Quote, without any change, the line that contains "negative clicks: (379, 199)" and all lines that follow it to the end of the data below.
===== RECORDS FOR THIS TASK
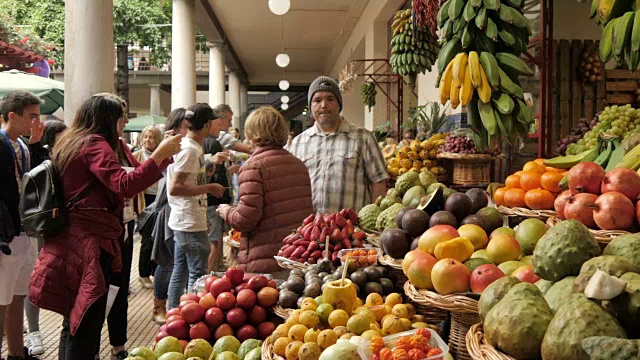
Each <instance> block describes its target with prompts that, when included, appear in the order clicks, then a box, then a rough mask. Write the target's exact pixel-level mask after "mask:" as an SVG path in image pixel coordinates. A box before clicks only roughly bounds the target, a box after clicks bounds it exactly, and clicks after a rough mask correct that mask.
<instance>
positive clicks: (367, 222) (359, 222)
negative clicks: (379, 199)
mask: <svg viewBox="0 0 640 360" xmlns="http://www.w3.org/2000/svg"><path fill="white" fill-rule="evenodd" d="M379 214H380V207H379V206H377V205H376V204H369V205H367V206H365V207H363V208H362V209H360V212H358V218H359V220H358V221H359V224H360V227H362V228H364V229H370V230H372V229H375V228H376V219H377V218H378V215H379Z"/></svg>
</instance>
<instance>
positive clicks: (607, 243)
mask: <svg viewBox="0 0 640 360" xmlns="http://www.w3.org/2000/svg"><path fill="white" fill-rule="evenodd" d="M560 221H562V220H560V219H558V218H557V217H556V216H552V217H550V218H549V219H547V226H549V227H552V226H554V225H557V224H558V223H559V222H560ZM589 232H590V233H591V234H593V236H594V237H595V238H596V240H597V241H598V243H599V244H600V247H605V246H607V245H608V244H609V243H610V242H611V240H613V239H614V238H615V237H618V236H620V235H627V234H631V233H630V232H628V231H622V230H594V229H589Z"/></svg>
==========
● **YOUR SOLUTION**
negative clicks: (379, 199)
mask: <svg viewBox="0 0 640 360" xmlns="http://www.w3.org/2000/svg"><path fill="white" fill-rule="evenodd" d="M379 214H380V207H379V206H377V205H376V204H369V205H367V206H365V207H363V208H362V209H360V212H358V218H359V220H358V221H359V224H360V227H362V228H364V229H370V230H372V229H375V228H376V219H377V218H378V215H379Z"/></svg>
</instance>
<instance>
positive clicks: (607, 243)
mask: <svg viewBox="0 0 640 360" xmlns="http://www.w3.org/2000/svg"><path fill="white" fill-rule="evenodd" d="M560 221H562V220H560V219H558V218H557V217H556V216H552V217H550V218H549V219H547V226H549V227H552V226H554V225H557V224H558V223H559V222H560ZM589 232H590V233H591V234H593V236H594V237H595V238H596V240H597V241H598V243H599V244H600V247H605V246H607V245H608V244H609V243H610V242H611V240H613V239H614V238H615V237H618V236H620V235H627V234H631V233H630V232H628V231H622V230H594V229H589Z"/></svg>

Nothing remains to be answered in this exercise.